→ **Task prompt**
Return each line of the records below in which the string "Query" turns up.

--------

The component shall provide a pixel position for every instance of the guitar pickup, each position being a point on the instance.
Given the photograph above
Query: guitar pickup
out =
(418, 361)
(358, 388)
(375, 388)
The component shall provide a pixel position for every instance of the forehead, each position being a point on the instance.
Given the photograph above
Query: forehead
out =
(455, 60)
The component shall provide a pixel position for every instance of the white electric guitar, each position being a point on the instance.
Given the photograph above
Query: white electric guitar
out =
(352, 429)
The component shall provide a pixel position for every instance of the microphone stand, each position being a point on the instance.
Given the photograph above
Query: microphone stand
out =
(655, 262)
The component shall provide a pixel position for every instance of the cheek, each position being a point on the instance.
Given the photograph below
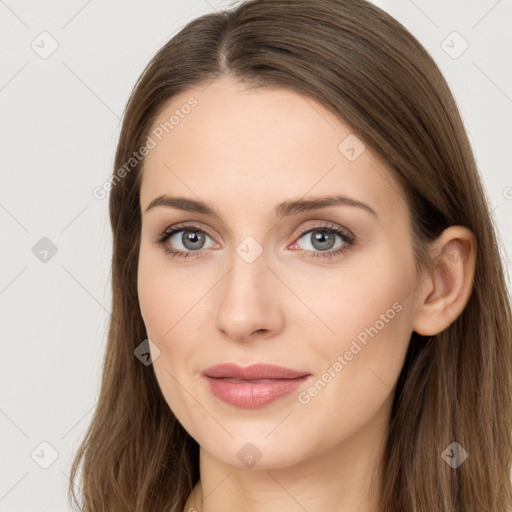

--------

→ **Solution to this problem**
Query: guitar pickup
Query: forehead
Query: white electric guitar
Query: microphone stand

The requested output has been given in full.